======== Page ========

Let the pricing kernel in Equation (9) solve $V_t\left(S_t\right){\theta }_t\left(S_t\right)={\mu }_t\left(S_t\right)$. Define the symmetric ${\mathcal{E}}^{\mathcal{P}}$-martingale $S_t^{*}=S_0^{*}+{\int }_0^t{V}_r\left(S_r^{*}\right)\mathrm{d}{\mathsf{B}}_r$ (see the second result in Appendix A.2), and assume ${\mathcal{E}}^{\mathcal{P}}\left(exp\left(\delta ·{\int }_0^T{\theta }_t{\left(S_t\right)}^2\mathrm{d}{\langle \mathsf{B}\rangle }_t\right)\right)<\infty$ for some $\delta >\frac{1}{2}$. Under these conditions, we have the following FTAP under ambiguous volatility. The result corresponds to Theorem 3 of Harrison and Kreps (1979) where uncertainty is captured by a single objective probability measure.

Theorem 1.

An EsMM-set $\mathcal{Q}=\psi \mathcal{P}$ exists if and only if $\mathcal{P}$-arbitrage in $\mathtt{FM}(1,S)$ is absent.

Remark 3.

Theorem 3.3 of Epstein and Ji (2013) obtains analogous state prices by using a consumption-based utility-gradient approach and assuming ${\mu }_t\left(S_t\right)={\mu }_t{S}_t$ and $V_t\left(S_t\right)=V_t{S}_t$. The local form of (7) would then be apparently governed by $\frac{\mathrm{d}{S}_t}{S_t}=b_t\mathrm{d}{\langle \mathsf{B}\rangle }_t+V_t\mathrm{d}{\mathsf{B}}_t$. The relation between the asset price processes, with pricing kernel $\left(\frac{{\mu }_t}{V_t}\right)=\left({\theta }_t\right)$, is as follows ${\int }_0^t{\mu }_s\mathrm{d}{\langle \mathsf{B}\rangle }_s={\int }_0^t{\mu }_s{\widehat{a}}_s\mathrm{d}s={\int }_0^t{b}_s\mathrm{d}s$, where ${\widehat{a}}_s=\frac{\mathrm{d}}{\mathrm{d}s}{\langle \mathsf{B}\rangle }_s$ denotes the derivative of the ambiguous quadratic variation.

======== Records shown ========

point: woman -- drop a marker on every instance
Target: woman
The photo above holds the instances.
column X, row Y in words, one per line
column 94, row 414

========

** Tasks for this exercise **
[1] Write out the ambiguous-volatility passage from "Let the pricing" up to and including "objective probability measure.", word for word.
[2] In the ambiguous-volatility passage, which result of Harrison and Kreps (1979) does the FTAP correspond to?

** Task results **
[1]
Let the pricing kernel in Equation (9) solve $V_t\left(S_t\right){\theta }_t\left(S_t\right)={\mu }_t\left(S_t\right)$. Define the symmetric ${\mathcal{E}}^{\mathcal{P}}$-martingale $S_t^{*}=S_0^{*}+{\int }_0^t{V}_r\left(S_r^{*}\right)\mathrm{d}{\mathsf{B}}_r$ (see the second result in Appendix A.2), and assume ${\mathcal{E}}^{\mathcal{P}}\left(exp\left(\delta ·{\int }_0^T{\theta }_t{\left(S_t\right)}^2\mathrm{d}{\langle \mathsf{B}\rangle }_t\right)\right)<\infty$ for some $\delta >\frac{1}{2}$. Under these conditions, we have the following FTAP under ambiguous volatility. The result corresponds to Theorem 3 of Harrison and Kreps (1979) where uncertainty is captured by a single objective probability measure.

[2] Theorem 3 of Harrison and Kreps (1979).